Excerpted passage:
■ ■ ■ ■ ■ ■ ■

April 5th, 2006 · 7 Comments

It really should be current and future classes, but that doesn’t have quite the literary ring to it.

Current classes

Advanced cataloging is going well.  We’re working our way through several of the SCCTP‘s Basic Serials workshop sections with our local trainer.  My final project is going well as you can see from my post Monday night.  I have several more articles to read and abstract/annotate, but I have a month basically.

In Indexing & Abstracting, I received my BOTBI in the mail yesterday and I was very pleasantly surprised.  It’s kind of funny and I would say that I’d laugh at myself, but I remember how utterly distressed I was this time last week.  Some of the sections I thought I had least indexed got some very nice comments.  And a few other things I did that I thought were just normal also received nice comments.  Of course, I dropped a locator or two accidentally and I had one blind reference, and could have collapsed a See reference or two or turned a few into double entries.  The first few were due to no time left for proofing and the last few were choices I made.  The main comment was that I did very deep indexing.  But then I thought that was (and it was) the assignment.  Maybe my "deep" is just different and deeper than others "deep."  Leave it to a philosophy major….

■ ■ ■ ■ ■ ■ ■

Information shown:
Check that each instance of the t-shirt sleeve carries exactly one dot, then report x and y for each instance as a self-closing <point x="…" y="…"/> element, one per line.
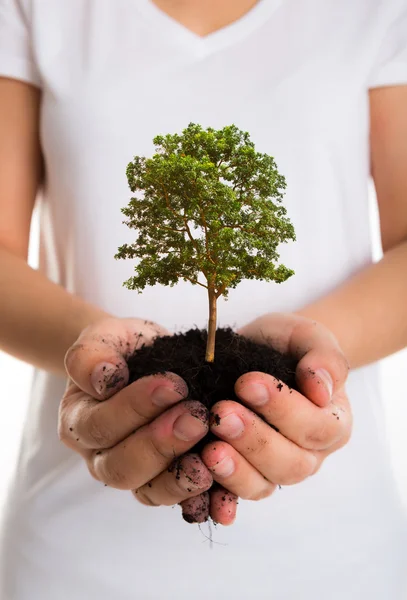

■ ■ ■ ■ ■ ■ ■

Task: Pick up the blog post about current and future classes at the point where it ends and keep writing it.

Output of the task:
Today I need to finish writing up my decisions on indexing another format, which is this blog, and maybe go back and index the personal and blog names from the first post or two that I did before I had decided how to do those.  There’s just one or two small assignments after this, and I have one to make up still.

In Metadata we’re currently learning about OAI-PMH and working on our static repository page.  I’ll be using DC simple (required) and MODS.  I’m going to see Tim Cole, one of our co-instructors for this part, tomorrow.  I think I have a good understanding of the concepts of OAI-PMH, the assignment requirements, and how to encode my bib citations in MODS.  I have to take a closer look at the assignment because we have to crosswalk our "advanced" format into DC.  I don’t think I can just construct my DC records. 

But what I’m going to see him for now—you have to promise not to laugh—is for help in getting the appropriate xsd(s) and namespaces into oXygen so it’ll do the heavy lifting for me.  That was my biggest problem with the 1st assignment.  I’m pretty sure that I know which xsd(s) and namespaces to use, but that all important practical stuff is what we really blew through, or more accurately past, in the first week of class.  Once I get all that worked out, I’m thinking this assignment might not be too awful for me.

Then there’s one more major assignment in Metadata.

Future classes

It seems I don’t have a time ticket for registration for either summer or fall since I’m graduating.  I turned in my CAS paperwork with my advisor’s signature Monday, but it will take the University a few weeks to get it together.  So, I’ll really be pushing it to get registered for Thesaurus Construction in Summer I.  The Fall classes I want could possibly fill up, too, before I get to register but I’m keeping calm.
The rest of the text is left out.